• PROVIDED ENTRIES:
Segment Open
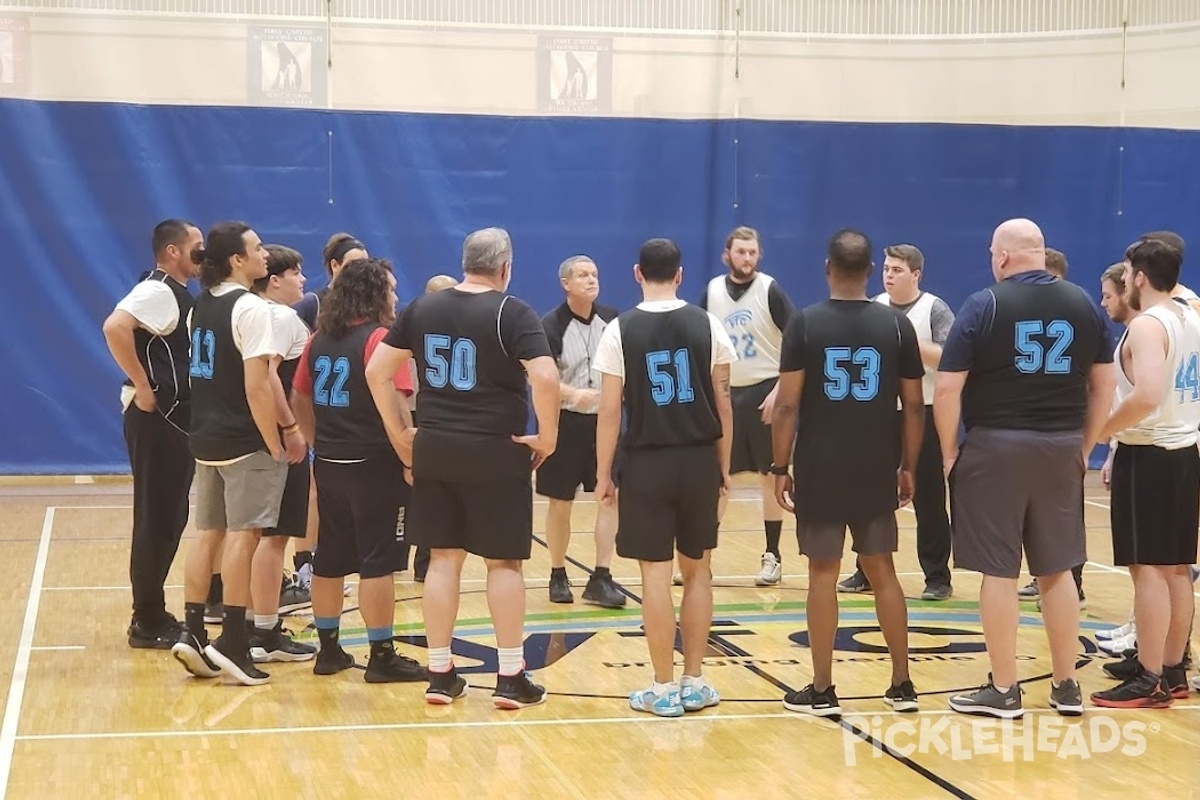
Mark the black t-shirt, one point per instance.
(222, 425)
(669, 385)
(853, 355)
(468, 349)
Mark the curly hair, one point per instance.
(361, 293)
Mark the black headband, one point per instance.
(345, 247)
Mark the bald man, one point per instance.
(1027, 367)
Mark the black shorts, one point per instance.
(574, 462)
(294, 506)
(1156, 505)
(751, 438)
(827, 540)
(667, 503)
(1018, 488)
(361, 509)
(492, 519)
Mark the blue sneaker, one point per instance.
(696, 698)
(664, 705)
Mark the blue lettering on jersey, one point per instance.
(324, 395)
(665, 388)
(838, 384)
(1187, 378)
(459, 371)
(204, 349)
(743, 343)
(1032, 355)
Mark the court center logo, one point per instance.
(286, 66)
(575, 74)
(15, 62)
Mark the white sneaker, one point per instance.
(1120, 644)
(772, 570)
(1117, 632)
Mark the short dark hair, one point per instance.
(225, 240)
(1159, 262)
(850, 253)
(280, 258)
(1115, 275)
(659, 260)
(169, 232)
(1168, 238)
(909, 254)
(1056, 262)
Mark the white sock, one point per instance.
(439, 659)
(511, 660)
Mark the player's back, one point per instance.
(669, 389)
(847, 447)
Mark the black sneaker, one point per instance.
(1176, 679)
(277, 645)
(810, 701)
(189, 650)
(855, 584)
(1123, 669)
(151, 636)
(1143, 691)
(330, 662)
(603, 591)
(989, 701)
(445, 687)
(238, 666)
(1067, 698)
(390, 667)
(561, 589)
(517, 691)
(936, 591)
(903, 697)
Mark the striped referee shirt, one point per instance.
(574, 342)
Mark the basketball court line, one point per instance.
(21, 668)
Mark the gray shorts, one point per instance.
(244, 495)
(1018, 488)
(826, 541)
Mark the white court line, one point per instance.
(397, 726)
(59, 647)
(21, 668)
(526, 723)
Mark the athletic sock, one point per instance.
(511, 660)
(439, 659)
(774, 530)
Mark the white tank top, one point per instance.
(921, 314)
(1174, 423)
(750, 326)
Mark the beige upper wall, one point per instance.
(1027, 80)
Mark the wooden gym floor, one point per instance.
(84, 711)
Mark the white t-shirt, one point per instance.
(611, 356)
(291, 332)
(154, 305)
(253, 330)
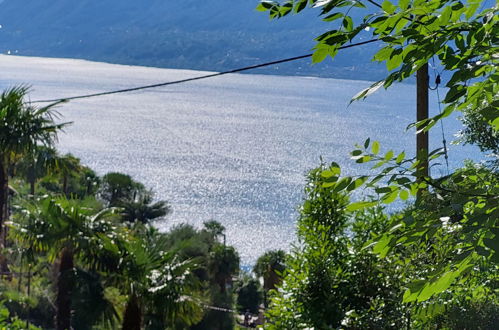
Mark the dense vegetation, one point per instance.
(433, 264)
(80, 249)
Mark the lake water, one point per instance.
(234, 148)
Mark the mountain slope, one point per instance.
(207, 35)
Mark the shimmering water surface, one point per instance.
(234, 148)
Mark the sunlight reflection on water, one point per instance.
(234, 148)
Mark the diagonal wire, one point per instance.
(127, 90)
(444, 141)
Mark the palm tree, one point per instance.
(38, 163)
(68, 231)
(67, 166)
(22, 128)
(142, 209)
(161, 289)
(270, 266)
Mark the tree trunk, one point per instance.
(65, 185)
(132, 320)
(4, 195)
(65, 283)
(32, 179)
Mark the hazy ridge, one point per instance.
(203, 35)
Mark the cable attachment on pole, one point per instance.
(437, 82)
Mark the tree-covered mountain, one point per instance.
(205, 35)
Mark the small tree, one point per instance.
(22, 128)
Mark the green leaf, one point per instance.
(332, 17)
(404, 195)
(388, 7)
(440, 285)
(300, 5)
(359, 206)
(366, 143)
(390, 197)
(342, 184)
(375, 147)
(400, 158)
(413, 290)
(264, 6)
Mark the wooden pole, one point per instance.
(422, 114)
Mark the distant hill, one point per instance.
(203, 35)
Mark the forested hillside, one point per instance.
(206, 35)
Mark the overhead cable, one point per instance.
(132, 89)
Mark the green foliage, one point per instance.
(270, 266)
(330, 279)
(117, 187)
(462, 37)
(249, 294)
(24, 127)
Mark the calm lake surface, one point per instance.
(234, 148)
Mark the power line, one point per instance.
(127, 90)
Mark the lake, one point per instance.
(234, 148)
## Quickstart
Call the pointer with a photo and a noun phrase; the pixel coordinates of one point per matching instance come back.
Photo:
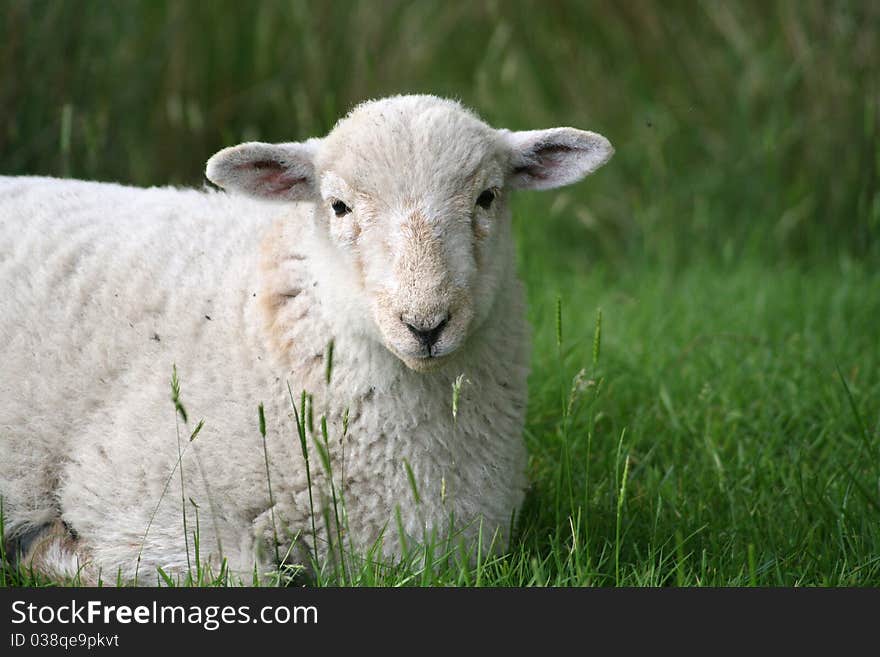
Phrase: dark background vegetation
(739, 126)
(729, 432)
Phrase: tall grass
(741, 128)
(717, 423)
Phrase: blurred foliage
(742, 129)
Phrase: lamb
(372, 268)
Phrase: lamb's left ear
(280, 172)
(543, 159)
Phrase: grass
(726, 435)
(719, 425)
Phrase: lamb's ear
(543, 159)
(279, 172)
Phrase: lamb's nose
(428, 336)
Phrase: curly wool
(108, 287)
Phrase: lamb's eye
(340, 208)
(484, 200)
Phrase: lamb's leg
(53, 551)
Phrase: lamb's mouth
(427, 362)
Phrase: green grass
(727, 435)
(724, 428)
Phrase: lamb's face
(411, 191)
(414, 202)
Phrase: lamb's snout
(426, 332)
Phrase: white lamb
(389, 239)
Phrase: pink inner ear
(273, 176)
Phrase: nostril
(428, 337)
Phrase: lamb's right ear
(543, 159)
(279, 172)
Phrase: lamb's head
(411, 191)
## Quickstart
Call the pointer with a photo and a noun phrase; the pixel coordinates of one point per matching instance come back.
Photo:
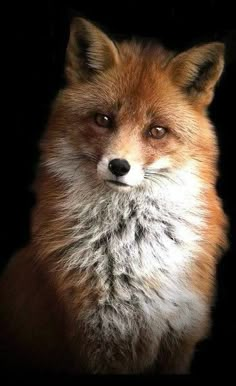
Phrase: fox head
(131, 112)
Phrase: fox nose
(119, 167)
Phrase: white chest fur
(139, 246)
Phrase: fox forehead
(137, 90)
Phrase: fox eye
(103, 120)
(157, 132)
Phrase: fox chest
(139, 261)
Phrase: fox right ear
(89, 51)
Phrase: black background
(34, 41)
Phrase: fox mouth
(118, 183)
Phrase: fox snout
(119, 172)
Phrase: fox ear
(89, 50)
(197, 71)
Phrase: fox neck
(163, 221)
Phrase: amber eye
(103, 120)
(157, 132)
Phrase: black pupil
(103, 120)
(157, 131)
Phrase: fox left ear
(197, 71)
(89, 50)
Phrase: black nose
(119, 167)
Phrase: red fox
(127, 230)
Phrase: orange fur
(147, 86)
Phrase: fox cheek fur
(119, 275)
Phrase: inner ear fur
(197, 71)
(89, 50)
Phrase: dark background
(34, 41)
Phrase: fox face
(131, 113)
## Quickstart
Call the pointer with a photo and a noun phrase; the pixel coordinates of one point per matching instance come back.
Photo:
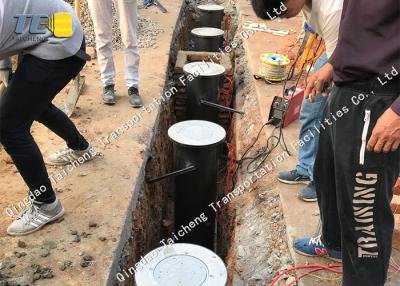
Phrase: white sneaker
(66, 156)
(36, 217)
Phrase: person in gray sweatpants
(102, 14)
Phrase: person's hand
(317, 82)
(386, 134)
(4, 75)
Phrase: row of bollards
(197, 148)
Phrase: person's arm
(396, 106)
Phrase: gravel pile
(147, 29)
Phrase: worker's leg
(127, 12)
(101, 12)
(325, 181)
(28, 98)
(364, 182)
(310, 117)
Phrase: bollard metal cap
(197, 133)
(182, 264)
(211, 7)
(208, 32)
(204, 69)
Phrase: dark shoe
(292, 177)
(109, 95)
(309, 193)
(134, 97)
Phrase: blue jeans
(310, 116)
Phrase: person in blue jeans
(310, 118)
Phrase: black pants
(354, 186)
(29, 98)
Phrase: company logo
(60, 24)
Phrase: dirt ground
(95, 195)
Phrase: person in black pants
(357, 163)
(28, 98)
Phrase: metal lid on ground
(182, 264)
(204, 69)
(196, 133)
(208, 32)
(211, 7)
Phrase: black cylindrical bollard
(196, 143)
(211, 15)
(207, 39)
(203, 81)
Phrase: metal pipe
(186, 170)
(219, 106)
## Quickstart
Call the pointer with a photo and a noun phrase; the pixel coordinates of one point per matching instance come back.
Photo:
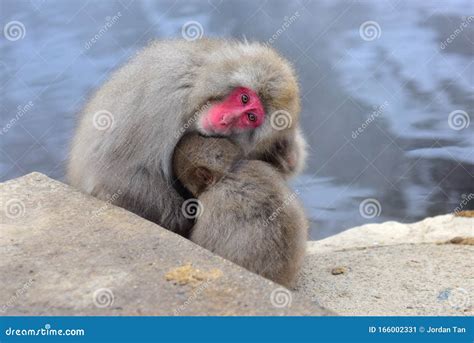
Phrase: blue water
(376, 102)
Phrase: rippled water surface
(379, 81)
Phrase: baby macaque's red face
(241, 110)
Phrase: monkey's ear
(204, 176)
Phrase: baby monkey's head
(199, 162)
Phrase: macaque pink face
(241, 110)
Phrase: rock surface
(66, 253)
(395, 269)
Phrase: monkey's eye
(251, 116)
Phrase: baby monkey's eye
(251, 116)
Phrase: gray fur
(249, 215)
(154, 100)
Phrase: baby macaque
(249, 215)
(128, 130)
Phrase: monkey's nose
(227, 120)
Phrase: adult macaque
(131, 125)
(247, 213)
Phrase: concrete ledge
(66, 253)
(395, 269)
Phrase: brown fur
(154, 99)
(249, 214)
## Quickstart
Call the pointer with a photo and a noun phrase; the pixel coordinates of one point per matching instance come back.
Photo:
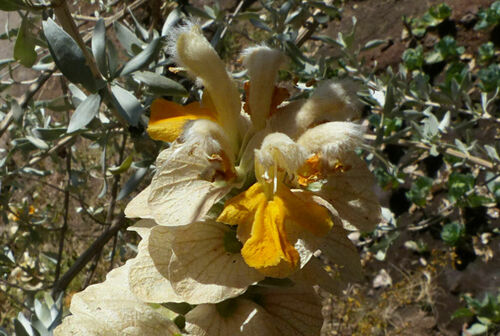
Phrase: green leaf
(462, 312)
(141, 59)
(68, 56)
(452, 233)
(5, 62)
(171, 20)
(459, 184)
(372, 44)
(99, 47)
(161, 85)
(127, 104)
(419, 190)
(24, 49)
(84, 113)
(123, 167)
(477, 329)
(490, 77)
(43, 313)
(132, 183)
(413, 58)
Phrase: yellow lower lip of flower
(168, 118)
(265, 226)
Segment Closed
• WORK ITEM: Would you write out exactly the lines of the data from the one holding "Phrase: monkey's nose" to the final line, both included, with pictures left out?

• SOLUTION TO THE EXERCISE:
Phrase: monkey's nose
(227, 120)
Phrase: adult macaque
(131, 125)
(247, 213)
Phrase: concrete ledge
(66, 253)
(395, 269)
Phrase: brown fur
(154, 99)
(249, 214)
## Quickstart
Call the pointer with a photo and a noun phrase; the pixel coordinates of one point per matching instance come back.
Photo:
Phrase: green leaf
(462, 312)
(141, 59)
(68, 56)
(452, 233)
(5, 62)
(171, 20)
(459, 184)
(372, 44)
(99, 47)
(161, 85)
(127, 104)
(419, 190)
(24, 49)
(84, 113)
(123, 167)
(477, 329)
(490, 77)
(43, 313)
(132, 183)
(413, 58)
Phrase: yellow lower lip of flower
(168, 118)
(265, 226)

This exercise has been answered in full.